◆ DOCUMENT:
VMware Cloud Community
nicksmoke
Contributor
Contributor

VM Crashing ESXi on Certain Files

Hello,

I have a very strange issue that I am looking for some guidance on.  I have an ESXi6 host with a 2TB local datastore that is a single Samsung 850 Pro SSD.  This datastore has 3 virtual machines on it.  A few weeks ago the ESXi box started physically locking up at night.  The error in vsphere shows lost access to datastore. 

It took me a few days to realize that backups on one of the VMs were crashing it.  I disabled backups and it ran without issue for a few days.  I attempted to switch from the backup software installed on the OS to Veeam but running a Veeam backup causes it to crash with the same error.  I added a raid 10 array to this host and setup a vCenter server to attempt a storage vmotion, that failed as well.  I tried setting up a new Windows Server on the raid 10 array and copying files from the problematic server to the new one but after chugging along at a data copy it locks up the ESXi host with the same lost access to datastore error.  I have reinstalled ESXi and re-added the VM and everything comes out the same.

◆ WHAT YOU HAVE TO DO:
Reproduce word for word everything in the ESXi forum post from "It took me a" down to "out the same.". The material after this sentence comes from a source separate from the ESXi forum post.

◆ SUPPLIED INFORMATION:
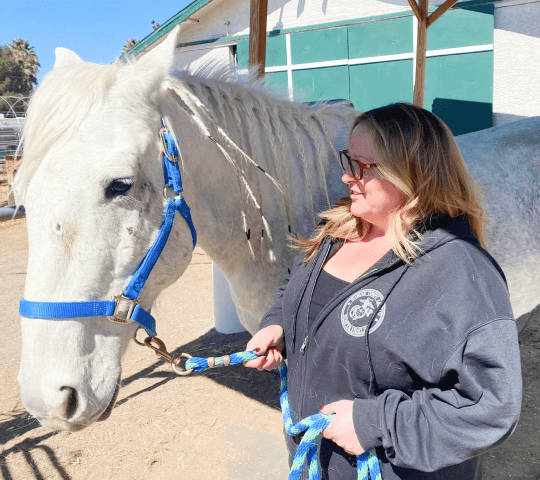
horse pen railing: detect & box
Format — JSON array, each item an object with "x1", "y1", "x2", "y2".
[{"x1": 0, "y1": 155, "x2": 21, "y2": 207}]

◆ RESULT OF THE EXERCISE:
It took me a few days to realize that backups on one of the VMs were crashing it.  I disabled backups and it ran without issue for a few days.  I attempted to switch from the backup software installed on the OS to Veeam but running a Veeam backup causes it to crash with the same error.  I added a raid 10 array to this host and setup a vCenter server to attempt a storage vmotion, that failed as well.  I tried setting up a new Windows Server on the raid 10 array and copying files from the problematic server to the new one but after chugging along at a data copy it locks up the ESXi host with the same lost access to datastore error.  I have reinstalled ESXi and re-added the VM and everything comes out the same.